Repeat every record below exactly, leaving out the pictures.

-- Source data follows --

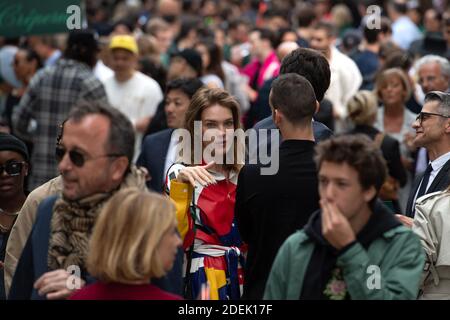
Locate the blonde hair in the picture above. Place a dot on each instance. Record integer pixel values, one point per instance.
(124, 243)
(393, 72)
(362, 108)
(203, 99)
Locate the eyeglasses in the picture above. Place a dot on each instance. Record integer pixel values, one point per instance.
(425, 115)
(12, 168)
(77, 158)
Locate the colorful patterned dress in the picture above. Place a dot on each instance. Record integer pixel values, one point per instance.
(213, 247)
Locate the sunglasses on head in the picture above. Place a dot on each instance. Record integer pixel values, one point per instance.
(425, 115)
(76, 157)
(12, 168)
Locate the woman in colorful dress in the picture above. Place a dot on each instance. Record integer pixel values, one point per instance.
(209, 164)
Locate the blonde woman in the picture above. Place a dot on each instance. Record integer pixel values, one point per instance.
(432, 225)
(134, 240)
(212, 244)
(393, 89)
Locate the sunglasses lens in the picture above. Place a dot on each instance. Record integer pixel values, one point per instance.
(13, 168)
(59, 153)
(76, 158)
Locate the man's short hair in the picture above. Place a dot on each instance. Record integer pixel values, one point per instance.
(370, 33)
(305, 14)
(329, 28)
(121, 133)
(443, 98)
(188, 86)
(267, 34)
(294, 96)
(310, 64)
(358, 152)
(431, 58)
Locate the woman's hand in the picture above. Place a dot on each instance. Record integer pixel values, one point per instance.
(197, 173)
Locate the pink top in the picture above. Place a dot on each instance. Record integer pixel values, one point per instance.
(269, 69)
(119, 291)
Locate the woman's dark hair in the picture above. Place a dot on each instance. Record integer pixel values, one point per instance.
(32, 55)
(154, 70)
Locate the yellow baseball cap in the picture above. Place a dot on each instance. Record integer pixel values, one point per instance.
(124, 42)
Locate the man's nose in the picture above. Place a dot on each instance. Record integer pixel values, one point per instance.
(65, 163)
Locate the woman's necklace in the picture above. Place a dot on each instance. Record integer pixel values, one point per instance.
(4, 229)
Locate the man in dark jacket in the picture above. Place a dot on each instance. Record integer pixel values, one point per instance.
(433, 133)
(312, 65)
(269, 208)
(94, 156)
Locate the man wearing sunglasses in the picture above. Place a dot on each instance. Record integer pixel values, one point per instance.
(94, 158)
(13, 169)
(432, 127)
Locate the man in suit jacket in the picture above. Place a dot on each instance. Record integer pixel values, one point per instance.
(433, 133)
(158, 149)
(312, 65)
(269, 208)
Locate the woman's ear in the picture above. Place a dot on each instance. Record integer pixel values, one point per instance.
(317, 107)
(277, 117)
(25, 169)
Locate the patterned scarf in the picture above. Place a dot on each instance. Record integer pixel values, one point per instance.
(72, 223)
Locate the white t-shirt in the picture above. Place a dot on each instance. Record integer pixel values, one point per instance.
(137, 98)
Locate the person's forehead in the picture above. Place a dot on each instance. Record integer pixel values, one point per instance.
(177, 93)
(430, 67)
(8, 155)
(20, 54)
(217, 112)
(337, 170)
(430, 106)
(119, 52)
(90, 133)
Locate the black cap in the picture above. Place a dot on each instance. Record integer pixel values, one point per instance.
(192, 57)
(84, 37)
(10, 143)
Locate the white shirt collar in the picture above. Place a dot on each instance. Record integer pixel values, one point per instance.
(438, 163)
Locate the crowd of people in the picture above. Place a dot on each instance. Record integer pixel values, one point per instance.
(109, 184)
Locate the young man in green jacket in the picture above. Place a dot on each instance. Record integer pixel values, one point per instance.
(354, 247)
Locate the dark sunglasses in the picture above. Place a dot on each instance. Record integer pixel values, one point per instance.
(12, 168)
(425, 115)
(77, 158)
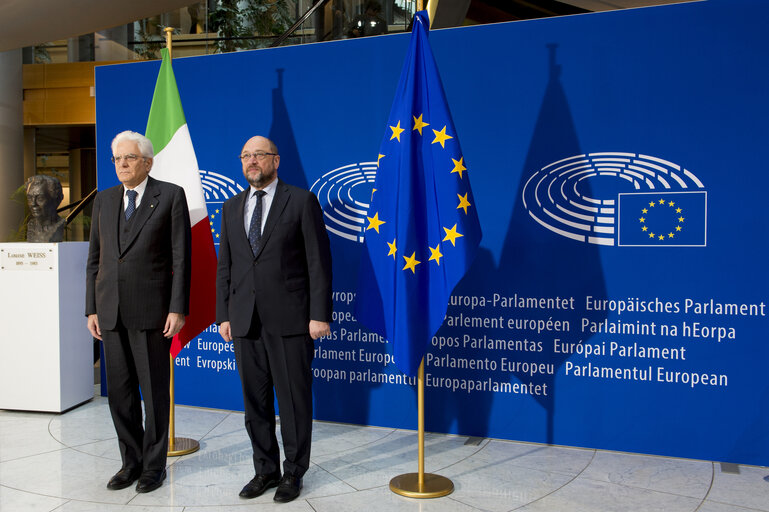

-- Source data concluded --

> Output of the exercise:
Locate the blonde hair in the picture above. Place a dot on each instance. Record integer pixel values, one point per instance.
(124, 243)
(393, 72)
(362, 108)
(203, 99)
Locate the eyeglasses in the picture above. Place a dot on each instance. Record integer pixel values, one point per instance.
(425, 115)
(12, 168)
(77, 158)
Locate the colorful patterned dress in the picture above. Place a dot on each instance. Record integer pixel values, one point per instance.
(213, 247)
Locate the sunglasses on head in the picture above. Place a dot on each instance. Record integer pixel values, one point per instance.
(425, 115)
(76, 157)
(12, 168)
Locate the woman in colorful dress in the picture above. Place a dot on each instance. Record integer pixel values, one point per instance.
(209, 164)
Locate the blonde woman in the picture above. Place a dot on each instance. Record integer pixel values, one point per instance.
(432, 225)
(134, 240)
(212, 244)
(393, 89)
Locate the sunglasses lens in the picture above. Place a dot on each instance. Record integer pixel values, one point per instance.
(13, 168)
(59, 153)
(76, 158)
Locate the man's short hair in the picture above. Place a dot on each instance. Record integer pixel values, one point per instance.
(370, 33)
(305, 14)
(329, 28)
(121, 133)
(443, 98)
(188, 86)
(267, 34)
(294, 96)
(310, 64)
(358, 152)
(431, 58)
Locate the woman's hand in the picture above. Place a dot on each instance. Record integer pixel values, one point per instance.
(197, 173)
Locate the pink top in the picture above. Place a dot on each instance. Record integer pixel values, one point per instance.
(269, 69)
(119, 291)
Locate the woman's dark hair in the picture above. Place a dot on each instance. Record integer pixel values, one point per instance.
(32, 55)
(154, 70)
Locate the yellow baseball cap in the picture above. Place a dot on each instance. Record integer pixel values, one point per instance.
(124, 42)
Locate the man's nose in the picture above. Place a dot on each instance. Record integer pixel values, one point per instance.
(65, 163)
Locate the woman's necklace in the picture above. Place a dot on each instance. Record integer pixel values, one point per instance.
(4, 229)
Locate the man in dark jacket in the picture above. Place a dot on each instance. Record integer pixel values, one point per instance.
(433, 133)
(312, 65)
(269, 208)
(94, 156)
Locate the man wearing sunglasses in the picture above. Place a dot on each instance. Record integer pixel values, one point per instance.
(94, 158)
(13, 169)
(432, 127)
Locate the man in suit jacket in the picture above. Place a dot on each instance. Record integer pixel values, one point per instance.
(433, 133)
(158, 149)
(312, 65)
(269, 208)
Locate the woman's ear in the picture above. Place a dot on each instance. Record integer pixel values, one point per instance.
(317, 107)
(277, 117)
(25, 169)
Locate the patterned scarf in the picture above. Place a dot on each instance. Record integer pixel values, one point per instance.
(72, 223)
Locate the white t-shirt in the picture above. Place a dot on each instance. Record integer pixel values, one point per instance.
(137, 98)
Locate the person's forehead in the picture above. Place a dot on each instance. Record integer pixel values, one point per instance.
(177, 93)
(430, 67)
(8, 155)
(20, 54)
(217, 112)
(337, 170)
(430, 106)
(119, 52)
(90, 133)
Locate the black cap in the picture above. Place a dot on each instance. Record integer pixel values, one point per instance.
(192, 57)
(84, 37)
(10, 143)
Locate the white shirt collar in the picture above. Place a dot on each instance. Record integer pixel values, one point per instance.
(438, 163)
Locate the crowd of people in the picture above. Place a dot on each instance. Record integer pixel values, one point per instance.
(109, 184)
Locate the young man in green jacket in the picture above. Place a dot on each instance. Record integer pixel values, one point per instance.
(354, 247)
Locate the dark sunglasses in the picture above. Place a dot on each instance. Record integer pixel values, one point per instance.
(12, 168)
(425, 115)
(77, 158)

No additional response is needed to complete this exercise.